Your objective.
Recast every line of the data below as a JSON array of strings, one string per line, with blank lines omitted. Leave the pictures out of the output.

=-=-=

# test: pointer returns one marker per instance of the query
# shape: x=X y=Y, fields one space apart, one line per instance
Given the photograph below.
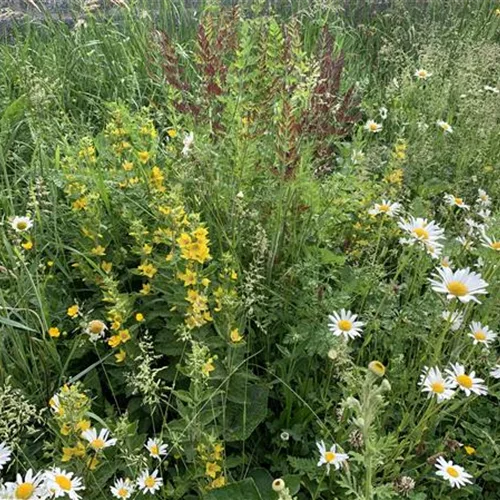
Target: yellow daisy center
x=150 y=482
x=437 y=387
x=480 y=335
x=345 y=325
x=421 y=233
x=63 y=482
x=98 y=444
x=457 y=288
x=464 y=381
x=25 y=490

=-=-=

Response.
[
  "# test: pointer returns one marker per instance of the query",
  "# shape: x=X y=Y, fields one space apart, one line per instance",
  "Given the photograph below.",
  "Target: yellow daisy center",
  "x=150 y=482",
  "x=437 y=387",
  "x=480 y=335",
  "x=345 y=325",
  "x=421 y=233",
  "x=63 y=482",
  "x=98 y=444",
  "x=457 y=288",
  "x=464 y=381",
  "x=25 y=490"
]